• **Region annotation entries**
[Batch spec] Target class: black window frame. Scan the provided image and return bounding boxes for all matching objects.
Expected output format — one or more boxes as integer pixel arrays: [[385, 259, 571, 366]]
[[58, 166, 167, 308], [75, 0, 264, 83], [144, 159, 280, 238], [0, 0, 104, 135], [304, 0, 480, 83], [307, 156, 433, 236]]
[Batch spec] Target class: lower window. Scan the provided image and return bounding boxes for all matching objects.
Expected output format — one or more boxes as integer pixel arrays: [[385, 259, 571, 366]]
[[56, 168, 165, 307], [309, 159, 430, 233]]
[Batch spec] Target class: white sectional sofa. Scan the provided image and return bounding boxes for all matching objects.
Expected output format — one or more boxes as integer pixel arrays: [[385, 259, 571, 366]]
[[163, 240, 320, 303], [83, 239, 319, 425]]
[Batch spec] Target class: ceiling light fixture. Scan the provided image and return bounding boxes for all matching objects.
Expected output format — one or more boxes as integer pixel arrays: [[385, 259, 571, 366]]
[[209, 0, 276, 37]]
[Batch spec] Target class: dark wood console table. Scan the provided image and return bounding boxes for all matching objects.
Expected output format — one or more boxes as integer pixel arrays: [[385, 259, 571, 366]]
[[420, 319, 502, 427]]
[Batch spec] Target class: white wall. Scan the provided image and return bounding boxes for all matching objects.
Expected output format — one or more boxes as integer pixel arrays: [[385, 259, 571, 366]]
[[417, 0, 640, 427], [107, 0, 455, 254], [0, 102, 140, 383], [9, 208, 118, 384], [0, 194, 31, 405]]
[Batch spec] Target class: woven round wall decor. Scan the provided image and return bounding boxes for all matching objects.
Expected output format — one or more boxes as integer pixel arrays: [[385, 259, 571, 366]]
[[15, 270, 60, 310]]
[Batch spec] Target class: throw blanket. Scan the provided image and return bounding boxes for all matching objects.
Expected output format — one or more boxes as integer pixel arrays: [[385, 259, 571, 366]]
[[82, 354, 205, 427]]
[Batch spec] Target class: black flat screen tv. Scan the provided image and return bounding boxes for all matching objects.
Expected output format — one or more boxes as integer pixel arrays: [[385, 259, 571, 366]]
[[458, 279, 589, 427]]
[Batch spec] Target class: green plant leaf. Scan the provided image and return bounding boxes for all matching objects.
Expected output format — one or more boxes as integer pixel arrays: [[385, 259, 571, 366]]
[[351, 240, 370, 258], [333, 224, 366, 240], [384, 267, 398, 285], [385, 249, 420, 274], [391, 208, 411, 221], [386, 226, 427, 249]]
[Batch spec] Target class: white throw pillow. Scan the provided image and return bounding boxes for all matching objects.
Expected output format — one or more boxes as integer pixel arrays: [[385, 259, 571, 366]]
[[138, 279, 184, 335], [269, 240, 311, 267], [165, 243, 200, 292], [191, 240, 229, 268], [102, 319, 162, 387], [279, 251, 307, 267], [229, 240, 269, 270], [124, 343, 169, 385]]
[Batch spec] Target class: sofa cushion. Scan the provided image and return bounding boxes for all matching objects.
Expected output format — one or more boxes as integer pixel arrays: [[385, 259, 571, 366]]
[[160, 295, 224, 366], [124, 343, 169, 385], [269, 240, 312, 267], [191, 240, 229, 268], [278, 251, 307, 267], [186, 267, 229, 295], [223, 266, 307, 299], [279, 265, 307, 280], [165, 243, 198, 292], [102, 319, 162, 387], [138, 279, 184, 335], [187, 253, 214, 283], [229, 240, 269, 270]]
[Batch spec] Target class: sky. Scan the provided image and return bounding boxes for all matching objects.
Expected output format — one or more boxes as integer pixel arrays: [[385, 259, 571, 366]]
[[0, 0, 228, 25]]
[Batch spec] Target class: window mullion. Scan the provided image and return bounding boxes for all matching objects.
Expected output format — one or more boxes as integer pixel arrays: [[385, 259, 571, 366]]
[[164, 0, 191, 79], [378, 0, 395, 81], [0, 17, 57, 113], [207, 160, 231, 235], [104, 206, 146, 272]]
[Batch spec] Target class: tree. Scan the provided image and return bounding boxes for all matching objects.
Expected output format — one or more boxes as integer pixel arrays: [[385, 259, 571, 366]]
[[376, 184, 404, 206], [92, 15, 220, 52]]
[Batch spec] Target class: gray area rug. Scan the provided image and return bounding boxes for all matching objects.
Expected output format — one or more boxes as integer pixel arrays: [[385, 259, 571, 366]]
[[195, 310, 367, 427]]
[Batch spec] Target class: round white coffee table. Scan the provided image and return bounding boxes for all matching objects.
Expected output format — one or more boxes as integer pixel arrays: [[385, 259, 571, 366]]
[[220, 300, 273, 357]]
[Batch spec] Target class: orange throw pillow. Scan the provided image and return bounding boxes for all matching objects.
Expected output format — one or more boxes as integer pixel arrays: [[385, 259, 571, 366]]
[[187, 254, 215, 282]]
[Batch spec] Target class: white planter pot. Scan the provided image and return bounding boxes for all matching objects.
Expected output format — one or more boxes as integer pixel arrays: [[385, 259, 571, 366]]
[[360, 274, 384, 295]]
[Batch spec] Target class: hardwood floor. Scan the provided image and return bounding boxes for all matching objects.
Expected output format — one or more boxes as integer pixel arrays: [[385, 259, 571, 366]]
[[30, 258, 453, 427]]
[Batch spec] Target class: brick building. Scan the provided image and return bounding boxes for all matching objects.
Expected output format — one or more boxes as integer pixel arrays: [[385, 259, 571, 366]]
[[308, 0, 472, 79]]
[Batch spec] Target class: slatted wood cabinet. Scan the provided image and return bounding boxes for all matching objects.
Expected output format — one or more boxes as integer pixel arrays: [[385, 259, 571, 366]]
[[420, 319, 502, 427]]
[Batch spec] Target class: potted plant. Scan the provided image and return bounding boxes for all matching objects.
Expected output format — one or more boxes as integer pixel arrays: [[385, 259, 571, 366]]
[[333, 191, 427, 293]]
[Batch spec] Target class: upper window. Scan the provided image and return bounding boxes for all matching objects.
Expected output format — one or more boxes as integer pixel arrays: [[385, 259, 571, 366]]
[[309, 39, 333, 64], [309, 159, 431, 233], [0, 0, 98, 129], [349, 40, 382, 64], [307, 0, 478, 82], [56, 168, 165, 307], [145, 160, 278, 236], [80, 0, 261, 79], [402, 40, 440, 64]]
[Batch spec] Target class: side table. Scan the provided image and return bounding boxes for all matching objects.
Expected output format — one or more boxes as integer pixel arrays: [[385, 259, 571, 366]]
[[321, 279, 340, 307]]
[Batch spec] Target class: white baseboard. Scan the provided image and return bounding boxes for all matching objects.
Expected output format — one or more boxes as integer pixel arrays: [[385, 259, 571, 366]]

• **Written instruction**
The required output is the exact sequence of lines from the one containing "[Batch spec] Target class: slatted" through the end of the listing, both endpoints included.

• **Output for this exercise**
[Batch spec] Target class: slatted wood cabinet. Scan the provided image and return bounding boxes for all matching objects.
Expected output format — one or more boxes as integer pixel arrays: [[385, 259, 571, 366]]
[[420, 319, 502, 427]]
[Batch spec] Target class: potted plant. Scan the provided image and return bounding boxes for all matching objects.
Expected output format — one or more boxes as integer pixel arrays: [[385, 259, 571, 366]]
[[333, 191, 427, 293]]
[Batch spec] Target class: upper window. Scan the provided image and return bounding boxes for all matching objects.
Expected output format — one or more boxes as integer pixel arrays: [[385, 259, 571, 366]]
[[309, 39, 333, 64], [309, 159, 431, 233], [0, 0, 98, 129], [349, 40, 382, 64], [307, 0, 478, 82], [56, 168, 165, 307], [145, 160, 278, 236], [80, 0, 261, 79], [402, 40, 440, 64]]
[Batch spec] Target class: side table. Scan the provided image and return bounding boxes for all matching objects.
Expected output format — one or more boxes as integer pixel arrays: [[385, 259, 571, 366]]
[[321, 279, 340, 307]]
[Batch spec] Target class: white baseboard. Scan the provided image and return bounding boxes for all matching objects.
Expected output format — one or more boxes as integer pixel arrays: [[385, 259, 571, 366]]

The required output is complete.